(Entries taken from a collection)

------------------------------

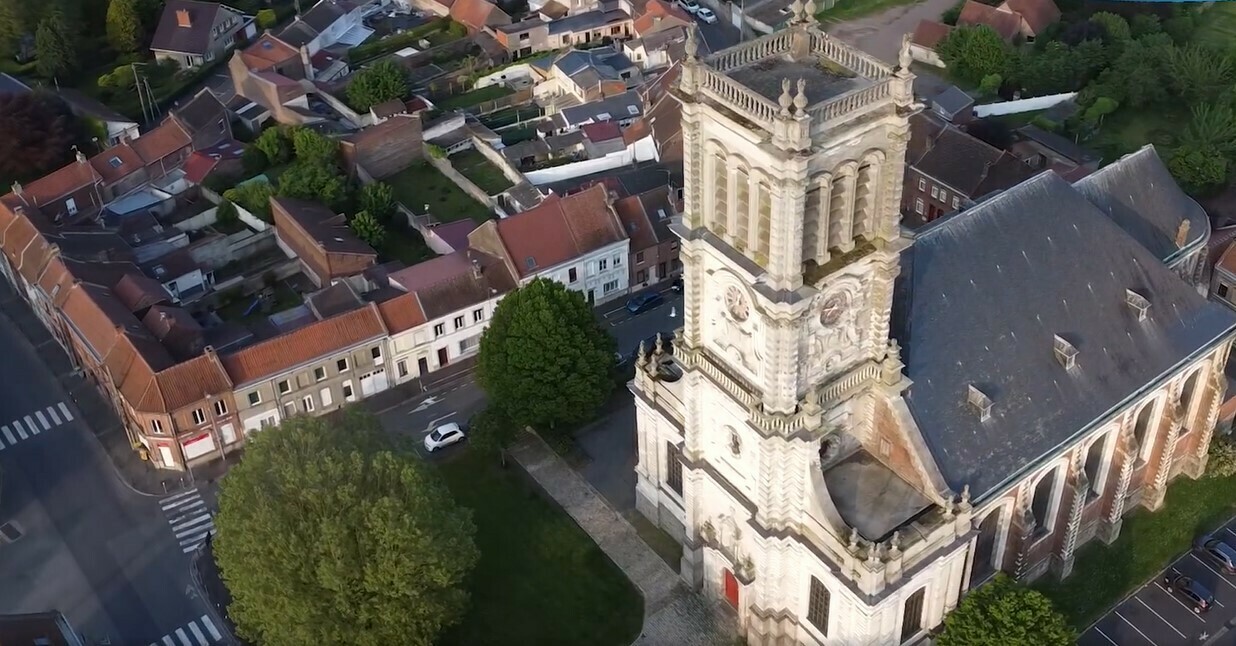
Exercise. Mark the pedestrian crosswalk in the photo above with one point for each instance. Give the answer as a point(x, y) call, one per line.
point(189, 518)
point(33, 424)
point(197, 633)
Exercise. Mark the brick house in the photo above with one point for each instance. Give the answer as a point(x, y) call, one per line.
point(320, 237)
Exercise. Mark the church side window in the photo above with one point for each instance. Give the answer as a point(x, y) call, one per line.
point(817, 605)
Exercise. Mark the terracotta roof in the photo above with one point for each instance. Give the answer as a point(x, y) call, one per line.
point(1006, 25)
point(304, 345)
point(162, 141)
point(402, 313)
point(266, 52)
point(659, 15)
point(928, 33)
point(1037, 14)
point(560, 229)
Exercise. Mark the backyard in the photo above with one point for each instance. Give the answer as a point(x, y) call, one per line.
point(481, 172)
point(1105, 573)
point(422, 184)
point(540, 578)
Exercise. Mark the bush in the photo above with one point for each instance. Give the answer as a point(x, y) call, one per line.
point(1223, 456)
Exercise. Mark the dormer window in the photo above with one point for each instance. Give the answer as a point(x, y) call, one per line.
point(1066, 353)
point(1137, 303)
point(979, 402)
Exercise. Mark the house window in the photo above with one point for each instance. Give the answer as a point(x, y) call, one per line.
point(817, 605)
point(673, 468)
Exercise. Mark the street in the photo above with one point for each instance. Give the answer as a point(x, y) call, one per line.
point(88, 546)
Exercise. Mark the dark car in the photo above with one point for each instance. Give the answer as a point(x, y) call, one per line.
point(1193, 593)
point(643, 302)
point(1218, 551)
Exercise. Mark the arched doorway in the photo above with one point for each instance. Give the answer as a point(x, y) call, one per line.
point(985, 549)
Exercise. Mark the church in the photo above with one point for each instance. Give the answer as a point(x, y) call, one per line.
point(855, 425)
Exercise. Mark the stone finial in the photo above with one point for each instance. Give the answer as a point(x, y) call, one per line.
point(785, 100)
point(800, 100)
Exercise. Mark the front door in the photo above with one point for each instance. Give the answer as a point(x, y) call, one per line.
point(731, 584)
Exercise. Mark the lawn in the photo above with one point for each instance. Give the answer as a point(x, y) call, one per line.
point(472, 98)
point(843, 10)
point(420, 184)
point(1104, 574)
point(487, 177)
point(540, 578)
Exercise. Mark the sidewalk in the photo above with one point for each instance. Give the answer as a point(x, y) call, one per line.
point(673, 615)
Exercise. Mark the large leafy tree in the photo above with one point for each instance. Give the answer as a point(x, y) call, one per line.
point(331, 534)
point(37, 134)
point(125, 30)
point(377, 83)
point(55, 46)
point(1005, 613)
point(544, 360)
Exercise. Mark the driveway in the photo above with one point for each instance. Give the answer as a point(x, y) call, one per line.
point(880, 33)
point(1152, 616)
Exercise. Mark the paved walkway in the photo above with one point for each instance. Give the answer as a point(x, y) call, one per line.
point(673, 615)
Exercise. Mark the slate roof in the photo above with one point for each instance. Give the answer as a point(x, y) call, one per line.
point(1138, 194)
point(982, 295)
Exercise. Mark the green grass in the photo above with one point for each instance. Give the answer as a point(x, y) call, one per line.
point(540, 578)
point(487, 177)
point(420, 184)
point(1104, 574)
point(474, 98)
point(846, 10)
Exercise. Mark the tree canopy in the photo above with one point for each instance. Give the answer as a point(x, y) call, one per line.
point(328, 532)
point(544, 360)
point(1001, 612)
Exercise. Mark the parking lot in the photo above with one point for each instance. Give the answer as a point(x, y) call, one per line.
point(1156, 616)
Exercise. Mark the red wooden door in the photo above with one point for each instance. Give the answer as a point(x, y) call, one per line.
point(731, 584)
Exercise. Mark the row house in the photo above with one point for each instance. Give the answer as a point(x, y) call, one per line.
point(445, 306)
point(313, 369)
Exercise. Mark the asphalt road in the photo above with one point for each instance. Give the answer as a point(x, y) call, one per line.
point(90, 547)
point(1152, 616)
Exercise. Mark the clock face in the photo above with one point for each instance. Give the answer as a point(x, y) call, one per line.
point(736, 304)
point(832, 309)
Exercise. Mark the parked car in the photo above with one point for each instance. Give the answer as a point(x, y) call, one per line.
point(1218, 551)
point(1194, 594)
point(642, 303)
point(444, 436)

------------------------------

** WHAT TO PRODUCE **
Please retype every record shown above, exactly as written, but without pictures.

** WRITTEN ANSWER **
Exercise. Mark the pedestrian crosswalk in the photo above with one point for each instance. Give the answer as a point(x, y) call, one per line.
point(189, 518)
point(33, 424)
point(197, 633)
Exercise. Mark the brick house in the photo above with one point for each instance. Give the answer as a point(x, y) call, one per line.
point(320, 237)
Exercise. Mark the church side window in the photo above with one point for each instance. Give the answer as a point(x, y) call, one per line.
point(817, 605)
Exercise. Mark the terracotta roof in the photo above with one point for each instance. Give the answer as a point(x, y) call, one per line.
point(1006, 25)
point(304, 345)
point(162, 141)
point(402, 313)
point(266, 52)
point(659, 15)
point(928, 33)
point(1037, 14)
point(560, 229)
Exercise. Mark the backyard in the photo above with one point for each instance. Give the answer as a point(x, y) call, one per line.
point(481, 172)
point(1105, 573)
point(422, 184)
point(540, 578)
Exercise. Mark the bush in the photo above with one point for each instance. Give the answer as a point(x, y) call, one per line.
point(1223, 456)
Exercise. Mark the dormer window in the photo above with one point for each instance. Give the answer as a point(x, y) call, one per line.
point(1066, 353)
point(1137, 303)
point(979, 402)
Exercise. Mark the house window in the photo above with one point for each instance. Give the answer as a point(x, y) call, one per line.
point(817, 605)
point(673, 468)
Exercise. Mark the street in the photo above with one point for each instance. Give the answer as a point(x, y) call, one per line.
point(88, 546)
Exercise. Mark the dark car in the photo above with one point for each instance. Give the answer as a point(x, y) call, one per line.
point(1193, 593)
point(643, 302)
point(1218, 551)
Exercise. Mark the arched doorway in the photo above with one point for each instance. Give the answer as a point(x, y) call, one per line.
point(985, 549)
Exercise. Mark the church in the photo above with one point for each instance. Give the answer as a point(x, y) call, one per line.
point(855, 425)
Exercise. Mark the stone finial in the photo above with one point for each instance. Give the answer as a point(x, y) call, one per line.
point(785, 100)
point(800, 100)
Exercise. Mark the front door in the photo above with one point for each instance. Give the answer as a point(x, y) call, one per line.
point(731, 584)
Exercise. Mark the lawn in the photo above with one point for each instance. Give the answer as a point(x, y) call, one per line.
point(472, 98)
point(843, 10)
point(420, 184)
point(1104, 574)
point(487, 177)
point(540, 578)
Exercise. Mark the sidewalk in the photo above with one point for each instance. Give the answer as a point(x, y) call, one per line.
point(673, 615)
Exercise. Mark the large leafy tree in the photo above with one point for each instance. Give the answer as a point(x, y) call, one per line.
point(331, 534)
point(37, 134)
point(125, 30)
point(377, 83)
point(55, 46)
point(1005, 613)
point(544, 360)
Exercise. Mark the driveway in the photo above with one point for each instance. Give the answer as a point(x, y) call, one per line.
point(880, 33)
point(1152, 616)
Exercise. Mark the paved walkway in the photo above with one point for each instance. Give the answer as a point(x, y) call, one per line.
point(673, 615)
Exercise. Mark the slate roof in the photo above with one point for each instance. Give the answer as a point(x, y) call, one per line.
point(1138, 194)
point(982, 295)
Exercise. Mark the green grass in the photo above with one point for each instance. Give the answer as a point(x, y) call, one per line.
point(540, 578)
point(487, 177)
point(420, 184)
point(1104, 574)
point(474, 98)
point(846, 10)
Exercise. Mark the tree canopy in the photo above with one point for each instance. Give the answer as a point(x, y) call, one per line.
point(328, 532)
point(544, 360)
point(1001, 612)
Exercise. Mark the parking lot in the photo above with one point for each instance. Give the answer as a point(x, y) call, one per line.
point(1156, 616)
Exercise. Mark the red wooden door in the photo above with one point for each instance. Give the answer as a point(x, y) call, one per line.
point(731, 584)
Exercise. Mark the row house in the photo above with one point for each instance. Give the answer as a point(x, y) call, one per line.
point(445, 306)
point(313, 369)
Exercise. Mark the asphalt road in the photo above with one point for each instance. Give the answer as a point(x, y) call, one per line.
point(90, 547)
point(1152, 616)
Exercise. Mark the clock face in the photo above with one point for each instance. Give the answer as a point(x, y) call, one per line.
point(736, 304)
point(832, 309)
Exercise. Mark the parked car in the photo above with one point for each instance. Give the answer as a point(x, y) call, one per line.
point(1218, 551)
point(1194, 594)
point(642, 303)
point(444, 436)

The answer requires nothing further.